Problem requirements >>
Every line from the one containing "Each instance receives one keypoint. Tag the white table" down to the last line of the listing below should be restated exactly, and nothing else.

┌─ Records shown

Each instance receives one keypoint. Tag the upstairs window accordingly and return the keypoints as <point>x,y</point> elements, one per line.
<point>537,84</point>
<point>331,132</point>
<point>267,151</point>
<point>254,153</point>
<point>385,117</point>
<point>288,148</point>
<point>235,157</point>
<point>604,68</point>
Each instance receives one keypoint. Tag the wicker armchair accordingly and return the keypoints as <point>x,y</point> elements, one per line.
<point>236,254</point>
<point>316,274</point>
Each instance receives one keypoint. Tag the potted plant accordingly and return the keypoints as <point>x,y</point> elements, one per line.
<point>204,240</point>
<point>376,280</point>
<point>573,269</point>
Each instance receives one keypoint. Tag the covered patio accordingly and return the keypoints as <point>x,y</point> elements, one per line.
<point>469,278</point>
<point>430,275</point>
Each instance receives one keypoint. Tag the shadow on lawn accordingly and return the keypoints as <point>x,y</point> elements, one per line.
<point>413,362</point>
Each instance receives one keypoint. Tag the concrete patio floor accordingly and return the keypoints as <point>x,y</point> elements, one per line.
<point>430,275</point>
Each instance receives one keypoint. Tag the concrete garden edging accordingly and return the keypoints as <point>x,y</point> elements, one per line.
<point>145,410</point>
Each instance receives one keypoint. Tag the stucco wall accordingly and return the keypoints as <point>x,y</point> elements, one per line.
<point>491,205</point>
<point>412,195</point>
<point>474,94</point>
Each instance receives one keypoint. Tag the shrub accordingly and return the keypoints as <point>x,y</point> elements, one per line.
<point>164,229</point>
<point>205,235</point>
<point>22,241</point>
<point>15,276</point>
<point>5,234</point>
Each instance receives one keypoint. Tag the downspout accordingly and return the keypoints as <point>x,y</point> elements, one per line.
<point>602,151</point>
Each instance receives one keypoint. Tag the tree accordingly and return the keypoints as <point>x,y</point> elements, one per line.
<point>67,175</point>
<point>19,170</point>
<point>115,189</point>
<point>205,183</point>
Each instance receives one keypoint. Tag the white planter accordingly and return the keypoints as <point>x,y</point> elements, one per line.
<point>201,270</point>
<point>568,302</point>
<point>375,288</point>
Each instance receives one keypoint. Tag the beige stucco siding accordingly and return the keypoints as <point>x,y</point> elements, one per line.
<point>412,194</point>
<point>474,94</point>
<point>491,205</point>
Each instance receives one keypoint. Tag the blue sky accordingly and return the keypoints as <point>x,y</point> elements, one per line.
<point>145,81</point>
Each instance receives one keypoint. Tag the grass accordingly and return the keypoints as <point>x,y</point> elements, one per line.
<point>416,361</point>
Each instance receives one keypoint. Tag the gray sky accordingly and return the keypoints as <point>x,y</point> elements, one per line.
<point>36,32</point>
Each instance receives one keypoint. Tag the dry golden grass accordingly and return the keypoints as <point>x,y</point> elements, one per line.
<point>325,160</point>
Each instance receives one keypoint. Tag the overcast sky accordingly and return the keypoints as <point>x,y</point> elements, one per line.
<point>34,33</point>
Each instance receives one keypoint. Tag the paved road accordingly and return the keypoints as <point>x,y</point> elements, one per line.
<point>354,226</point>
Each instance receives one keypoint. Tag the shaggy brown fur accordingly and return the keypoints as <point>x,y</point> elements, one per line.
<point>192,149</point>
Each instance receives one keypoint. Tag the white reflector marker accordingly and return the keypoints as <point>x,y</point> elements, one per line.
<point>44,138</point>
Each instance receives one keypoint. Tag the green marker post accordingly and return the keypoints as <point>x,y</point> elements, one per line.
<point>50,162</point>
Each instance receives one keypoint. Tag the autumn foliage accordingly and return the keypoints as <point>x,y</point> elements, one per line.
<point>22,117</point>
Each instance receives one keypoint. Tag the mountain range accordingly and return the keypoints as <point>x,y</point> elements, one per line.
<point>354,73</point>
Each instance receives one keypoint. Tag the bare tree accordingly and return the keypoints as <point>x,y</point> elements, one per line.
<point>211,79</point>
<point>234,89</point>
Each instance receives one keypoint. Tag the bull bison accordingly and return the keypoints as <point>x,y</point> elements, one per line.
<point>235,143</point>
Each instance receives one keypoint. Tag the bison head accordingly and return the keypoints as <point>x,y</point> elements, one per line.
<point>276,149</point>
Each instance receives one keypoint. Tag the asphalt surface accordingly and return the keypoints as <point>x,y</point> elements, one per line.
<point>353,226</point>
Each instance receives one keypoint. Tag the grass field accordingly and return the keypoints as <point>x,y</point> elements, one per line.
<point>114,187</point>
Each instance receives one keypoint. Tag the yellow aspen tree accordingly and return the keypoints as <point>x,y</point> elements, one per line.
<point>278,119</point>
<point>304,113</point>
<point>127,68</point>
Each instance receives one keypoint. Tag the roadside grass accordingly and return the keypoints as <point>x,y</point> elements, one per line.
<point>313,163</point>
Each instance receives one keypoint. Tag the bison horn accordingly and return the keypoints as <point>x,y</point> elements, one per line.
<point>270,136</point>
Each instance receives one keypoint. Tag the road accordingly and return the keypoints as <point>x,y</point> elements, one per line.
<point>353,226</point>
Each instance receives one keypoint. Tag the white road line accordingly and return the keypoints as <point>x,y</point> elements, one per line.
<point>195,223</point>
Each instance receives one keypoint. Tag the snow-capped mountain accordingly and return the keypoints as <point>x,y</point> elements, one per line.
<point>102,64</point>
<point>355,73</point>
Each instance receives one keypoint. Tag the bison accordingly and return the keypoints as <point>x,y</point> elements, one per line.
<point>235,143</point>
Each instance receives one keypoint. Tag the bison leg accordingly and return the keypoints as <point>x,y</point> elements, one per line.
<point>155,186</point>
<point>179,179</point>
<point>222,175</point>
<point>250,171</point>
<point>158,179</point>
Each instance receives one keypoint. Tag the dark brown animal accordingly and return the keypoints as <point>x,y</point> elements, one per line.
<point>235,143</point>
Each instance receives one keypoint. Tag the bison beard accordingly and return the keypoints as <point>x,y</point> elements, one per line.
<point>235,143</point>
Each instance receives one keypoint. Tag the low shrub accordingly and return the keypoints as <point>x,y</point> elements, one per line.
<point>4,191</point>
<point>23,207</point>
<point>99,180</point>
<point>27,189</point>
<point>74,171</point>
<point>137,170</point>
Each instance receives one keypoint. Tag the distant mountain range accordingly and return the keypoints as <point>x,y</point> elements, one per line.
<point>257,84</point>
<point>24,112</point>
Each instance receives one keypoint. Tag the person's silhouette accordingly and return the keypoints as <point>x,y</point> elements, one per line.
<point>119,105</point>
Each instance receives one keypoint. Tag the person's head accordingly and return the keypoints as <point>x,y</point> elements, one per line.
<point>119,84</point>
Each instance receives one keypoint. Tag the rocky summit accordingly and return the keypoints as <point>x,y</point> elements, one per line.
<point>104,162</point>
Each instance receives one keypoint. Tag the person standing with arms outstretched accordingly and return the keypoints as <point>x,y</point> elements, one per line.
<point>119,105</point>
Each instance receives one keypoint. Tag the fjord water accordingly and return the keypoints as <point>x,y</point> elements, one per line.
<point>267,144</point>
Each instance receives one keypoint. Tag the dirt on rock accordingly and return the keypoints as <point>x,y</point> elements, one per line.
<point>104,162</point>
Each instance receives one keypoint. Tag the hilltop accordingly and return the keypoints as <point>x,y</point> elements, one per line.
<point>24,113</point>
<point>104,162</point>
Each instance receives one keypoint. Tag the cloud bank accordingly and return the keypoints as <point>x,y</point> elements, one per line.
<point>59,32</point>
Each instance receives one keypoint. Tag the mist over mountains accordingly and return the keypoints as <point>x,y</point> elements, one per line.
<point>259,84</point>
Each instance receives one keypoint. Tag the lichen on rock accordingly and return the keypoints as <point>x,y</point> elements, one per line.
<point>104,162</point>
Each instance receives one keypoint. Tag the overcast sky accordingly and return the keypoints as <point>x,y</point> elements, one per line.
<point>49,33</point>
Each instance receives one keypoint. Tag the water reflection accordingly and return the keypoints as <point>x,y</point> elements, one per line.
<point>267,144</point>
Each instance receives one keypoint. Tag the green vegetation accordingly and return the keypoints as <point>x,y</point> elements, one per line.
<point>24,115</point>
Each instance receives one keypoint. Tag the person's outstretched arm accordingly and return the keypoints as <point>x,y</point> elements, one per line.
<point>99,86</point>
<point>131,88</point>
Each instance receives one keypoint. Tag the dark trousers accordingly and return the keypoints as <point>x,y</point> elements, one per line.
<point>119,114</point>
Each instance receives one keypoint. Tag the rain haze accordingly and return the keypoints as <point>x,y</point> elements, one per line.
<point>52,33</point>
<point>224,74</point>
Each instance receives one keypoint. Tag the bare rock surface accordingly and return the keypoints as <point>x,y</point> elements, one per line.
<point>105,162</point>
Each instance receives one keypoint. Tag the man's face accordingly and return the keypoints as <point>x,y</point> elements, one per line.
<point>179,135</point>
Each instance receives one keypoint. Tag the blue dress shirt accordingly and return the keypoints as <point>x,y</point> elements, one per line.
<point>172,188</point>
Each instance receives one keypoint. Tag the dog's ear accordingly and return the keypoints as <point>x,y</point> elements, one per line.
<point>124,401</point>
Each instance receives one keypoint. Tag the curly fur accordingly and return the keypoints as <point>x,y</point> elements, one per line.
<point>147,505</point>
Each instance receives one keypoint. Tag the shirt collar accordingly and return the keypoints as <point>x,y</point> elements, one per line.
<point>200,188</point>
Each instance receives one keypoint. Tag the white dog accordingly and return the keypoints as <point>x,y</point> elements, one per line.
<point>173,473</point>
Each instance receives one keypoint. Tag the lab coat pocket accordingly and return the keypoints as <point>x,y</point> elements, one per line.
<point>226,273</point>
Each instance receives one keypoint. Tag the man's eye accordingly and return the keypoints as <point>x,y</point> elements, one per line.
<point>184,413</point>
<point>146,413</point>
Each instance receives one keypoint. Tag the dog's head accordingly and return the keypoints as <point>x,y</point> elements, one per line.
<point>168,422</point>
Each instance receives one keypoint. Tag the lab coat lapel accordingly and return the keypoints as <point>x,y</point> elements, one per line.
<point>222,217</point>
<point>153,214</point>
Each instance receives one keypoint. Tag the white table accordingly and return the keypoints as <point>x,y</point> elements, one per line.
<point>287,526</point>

└─

Response >>
Each instance receives one keypoint. Tag the white table accordingly and return the keypoints as <point>x,y</point> elements, one per line.
<point>287,526</point>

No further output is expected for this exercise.